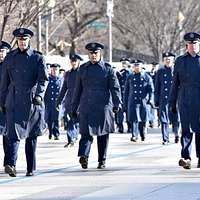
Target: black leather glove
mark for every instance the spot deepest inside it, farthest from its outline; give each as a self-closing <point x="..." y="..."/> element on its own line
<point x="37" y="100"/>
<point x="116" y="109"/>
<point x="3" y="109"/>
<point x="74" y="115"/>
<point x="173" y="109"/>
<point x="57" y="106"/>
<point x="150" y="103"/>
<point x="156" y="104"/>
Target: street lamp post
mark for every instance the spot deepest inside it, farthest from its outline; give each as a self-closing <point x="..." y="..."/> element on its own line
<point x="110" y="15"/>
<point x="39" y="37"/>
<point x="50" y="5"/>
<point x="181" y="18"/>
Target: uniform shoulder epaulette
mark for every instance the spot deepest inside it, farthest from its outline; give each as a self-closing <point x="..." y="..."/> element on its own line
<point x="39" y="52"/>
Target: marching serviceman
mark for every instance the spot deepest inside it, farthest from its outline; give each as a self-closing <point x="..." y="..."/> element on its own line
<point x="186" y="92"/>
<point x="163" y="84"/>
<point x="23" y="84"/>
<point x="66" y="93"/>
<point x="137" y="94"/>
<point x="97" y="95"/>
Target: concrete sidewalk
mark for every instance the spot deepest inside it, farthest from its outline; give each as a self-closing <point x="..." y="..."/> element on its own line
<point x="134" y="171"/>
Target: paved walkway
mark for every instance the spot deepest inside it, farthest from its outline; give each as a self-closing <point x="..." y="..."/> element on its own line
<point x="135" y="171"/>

──────────

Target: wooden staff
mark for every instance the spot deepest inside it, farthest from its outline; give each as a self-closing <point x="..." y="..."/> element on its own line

──────────

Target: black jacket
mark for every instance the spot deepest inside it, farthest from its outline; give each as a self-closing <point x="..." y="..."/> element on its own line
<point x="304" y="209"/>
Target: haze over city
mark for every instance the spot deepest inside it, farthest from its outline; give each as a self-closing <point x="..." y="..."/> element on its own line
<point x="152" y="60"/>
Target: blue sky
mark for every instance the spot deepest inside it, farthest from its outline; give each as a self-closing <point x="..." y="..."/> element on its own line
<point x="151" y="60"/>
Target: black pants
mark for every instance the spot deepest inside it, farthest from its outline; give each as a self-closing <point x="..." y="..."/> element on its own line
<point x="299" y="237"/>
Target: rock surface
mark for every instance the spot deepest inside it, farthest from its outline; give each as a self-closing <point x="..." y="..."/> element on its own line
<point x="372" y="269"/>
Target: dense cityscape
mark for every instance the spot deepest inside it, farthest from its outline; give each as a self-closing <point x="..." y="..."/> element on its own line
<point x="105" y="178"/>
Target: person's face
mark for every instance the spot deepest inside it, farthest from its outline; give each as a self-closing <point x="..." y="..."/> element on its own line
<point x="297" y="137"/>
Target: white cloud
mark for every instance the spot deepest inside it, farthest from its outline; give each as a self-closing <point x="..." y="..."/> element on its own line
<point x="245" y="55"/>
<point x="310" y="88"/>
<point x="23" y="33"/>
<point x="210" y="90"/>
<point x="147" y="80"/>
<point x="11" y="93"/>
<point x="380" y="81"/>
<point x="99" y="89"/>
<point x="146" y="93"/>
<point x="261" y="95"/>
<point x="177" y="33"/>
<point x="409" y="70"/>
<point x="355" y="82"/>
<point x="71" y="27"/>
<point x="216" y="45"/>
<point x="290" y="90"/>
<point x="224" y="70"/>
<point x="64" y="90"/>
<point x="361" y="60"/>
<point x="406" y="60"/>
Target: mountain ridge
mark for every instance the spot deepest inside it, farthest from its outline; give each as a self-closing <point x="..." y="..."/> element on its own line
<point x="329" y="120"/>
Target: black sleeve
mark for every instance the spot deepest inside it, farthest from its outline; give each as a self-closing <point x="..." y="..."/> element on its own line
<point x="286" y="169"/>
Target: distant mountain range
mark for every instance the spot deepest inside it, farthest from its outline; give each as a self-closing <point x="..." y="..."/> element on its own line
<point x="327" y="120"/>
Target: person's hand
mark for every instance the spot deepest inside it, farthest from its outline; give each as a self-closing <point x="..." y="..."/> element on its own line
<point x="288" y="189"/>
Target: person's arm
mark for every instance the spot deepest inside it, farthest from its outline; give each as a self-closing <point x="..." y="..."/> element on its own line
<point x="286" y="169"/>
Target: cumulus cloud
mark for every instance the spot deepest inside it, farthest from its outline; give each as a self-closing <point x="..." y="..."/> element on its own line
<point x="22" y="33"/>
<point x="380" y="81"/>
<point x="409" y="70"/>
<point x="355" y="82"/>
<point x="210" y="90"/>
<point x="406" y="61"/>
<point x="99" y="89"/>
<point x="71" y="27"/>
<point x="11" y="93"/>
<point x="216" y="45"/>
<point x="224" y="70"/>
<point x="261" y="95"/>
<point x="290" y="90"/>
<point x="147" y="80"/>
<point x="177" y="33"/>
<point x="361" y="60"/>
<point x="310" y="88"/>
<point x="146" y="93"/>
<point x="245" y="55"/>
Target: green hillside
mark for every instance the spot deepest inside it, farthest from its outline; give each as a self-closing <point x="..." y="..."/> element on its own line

──────────

REQUIREMENTS
Pick out every line in the records above that contains the word "black", and copy each of those lines in full.

RESPONSE TO THE TASK
Target: black leather glove
Target: black jacket
Target: black pants
Target: black sleeve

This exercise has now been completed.